▶ _Exercise prompt_: Arrange the data lines below as a Markdown table with the columns Row and Line. Include only the lines between the line holding "Indicate the shovel" and the line holding "pixel 325 375", both included, numbering each one under Row and omitting blank lines.

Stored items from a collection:
━━━━━━━━━━━━━━━━━━━━

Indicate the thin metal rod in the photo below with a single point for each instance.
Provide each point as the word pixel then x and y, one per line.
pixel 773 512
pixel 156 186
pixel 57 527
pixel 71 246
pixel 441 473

━━━━━━━━━━━━━━━━━━━━

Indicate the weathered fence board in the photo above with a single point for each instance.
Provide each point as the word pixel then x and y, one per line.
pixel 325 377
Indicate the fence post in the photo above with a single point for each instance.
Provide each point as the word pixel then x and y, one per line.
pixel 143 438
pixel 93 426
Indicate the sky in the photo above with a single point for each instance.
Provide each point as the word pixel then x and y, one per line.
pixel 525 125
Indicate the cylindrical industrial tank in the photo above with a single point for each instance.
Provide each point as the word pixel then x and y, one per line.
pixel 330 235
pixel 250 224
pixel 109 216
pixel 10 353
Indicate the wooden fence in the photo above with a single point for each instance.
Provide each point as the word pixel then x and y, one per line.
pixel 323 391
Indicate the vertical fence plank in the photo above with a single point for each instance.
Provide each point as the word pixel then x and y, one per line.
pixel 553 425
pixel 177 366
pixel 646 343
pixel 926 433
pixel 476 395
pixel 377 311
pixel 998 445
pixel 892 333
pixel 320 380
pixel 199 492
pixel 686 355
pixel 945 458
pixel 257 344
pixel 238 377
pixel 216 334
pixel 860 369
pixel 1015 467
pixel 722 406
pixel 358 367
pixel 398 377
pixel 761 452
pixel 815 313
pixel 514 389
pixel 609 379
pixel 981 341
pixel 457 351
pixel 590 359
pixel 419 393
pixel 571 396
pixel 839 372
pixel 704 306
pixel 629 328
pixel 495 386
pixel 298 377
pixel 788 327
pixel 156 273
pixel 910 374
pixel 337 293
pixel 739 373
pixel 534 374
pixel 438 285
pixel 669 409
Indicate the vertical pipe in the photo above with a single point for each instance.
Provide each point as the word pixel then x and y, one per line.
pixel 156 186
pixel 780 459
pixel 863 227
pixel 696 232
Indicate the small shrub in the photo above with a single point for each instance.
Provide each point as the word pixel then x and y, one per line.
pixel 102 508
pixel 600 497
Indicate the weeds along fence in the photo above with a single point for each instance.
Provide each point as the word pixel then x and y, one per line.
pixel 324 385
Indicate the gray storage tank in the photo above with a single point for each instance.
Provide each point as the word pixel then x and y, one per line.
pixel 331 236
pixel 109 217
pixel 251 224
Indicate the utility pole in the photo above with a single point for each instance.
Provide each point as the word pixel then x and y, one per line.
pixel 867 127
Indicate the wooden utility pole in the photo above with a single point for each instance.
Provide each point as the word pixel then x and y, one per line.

━━━━━━━━━━━━━━━━━━━━

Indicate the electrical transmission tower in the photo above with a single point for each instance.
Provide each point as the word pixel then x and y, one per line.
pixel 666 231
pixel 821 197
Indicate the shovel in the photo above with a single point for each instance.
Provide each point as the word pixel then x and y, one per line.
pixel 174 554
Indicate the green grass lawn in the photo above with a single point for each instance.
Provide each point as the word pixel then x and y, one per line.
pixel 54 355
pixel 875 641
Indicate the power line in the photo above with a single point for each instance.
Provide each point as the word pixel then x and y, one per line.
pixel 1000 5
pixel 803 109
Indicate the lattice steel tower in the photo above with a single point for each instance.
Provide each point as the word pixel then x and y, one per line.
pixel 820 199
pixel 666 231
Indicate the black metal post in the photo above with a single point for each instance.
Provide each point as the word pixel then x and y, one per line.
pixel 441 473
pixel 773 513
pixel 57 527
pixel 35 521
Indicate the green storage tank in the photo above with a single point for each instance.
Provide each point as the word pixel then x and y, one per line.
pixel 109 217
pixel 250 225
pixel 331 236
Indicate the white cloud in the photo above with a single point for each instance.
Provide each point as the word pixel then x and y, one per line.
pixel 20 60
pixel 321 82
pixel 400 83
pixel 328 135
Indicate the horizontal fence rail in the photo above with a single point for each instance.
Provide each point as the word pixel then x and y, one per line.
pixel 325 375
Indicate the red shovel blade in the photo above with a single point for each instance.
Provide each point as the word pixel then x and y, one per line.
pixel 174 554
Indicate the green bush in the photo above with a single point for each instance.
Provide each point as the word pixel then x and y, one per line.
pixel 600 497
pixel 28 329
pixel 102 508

━━━━━━━━━━━━━━━━━━━━

▶ _Solution for this problem_:
| Row | Line |
|---|---|
| 1 | Indicate the shovel in the photo above with a single point for each instance. |
| 2 | Provide each point as the word pixel then x and y, one per line. |
| 3 | pixel 174 554 |
| 4 | Indicate the green grass lawn in the photo above with a single point for each instance. |
| 5 | Provide each point as the word pixel then x and y, one per line. |
| 6 | pixel 54 355 |
| 7 | pixel 875 641 |
| 8 | Indicate the power line in the photo above with a single point for each instance. |
| 9 | Provide each point as the word pixel then x and y, one per line. |
| 10 | pixel 1000 5 |
| 11 | pixel 803 109 |
| 12 | Indicate the lattice steel tower in the photo above with a single point for each instance. |
| 13 | Provide each point as the word pixel then x and y, one per line. |
| 14 | pixel 820 199 |
| 15 | pixel 666 231 |
| 16 | Indicate the black metal post in the photo above with a single point for each instance. |
| 17 | Provide each point as the word pixel then x and y, one per line. |
| 18 | pixel 441 473 |
| 19 | pixel 773 513 |
| 20 | pixel 57 527 |
| 21 | pixel 35 521 |
| 22 | Indicate the green storage tank in the photo above with a single point for each instance. |
| 23 | Provide each point as the word pixel then x and y, one per line. |
| 24 | pixel 109 217 |
| 25 | pixel 250 225 |
| 26 | pixel 331 236 |
| 27 | Indicate the white cloud in the photo above with a single point for each instance. |
| 28 | Provide each point as the word pixel then x and y, one per line. |
| 29 | pixel 20 60 |
| 30 | pixel 321 82 |
| 31 | pixel 400 83 |
| 32 | pixel 328 135 |
| 33 | Indicate the horizontal fence rail in the photo above with a single point for each instance. |
| 34 | Provide each point as the word pixel then x and y, one per line. |
| 35 | pixel 325 375 |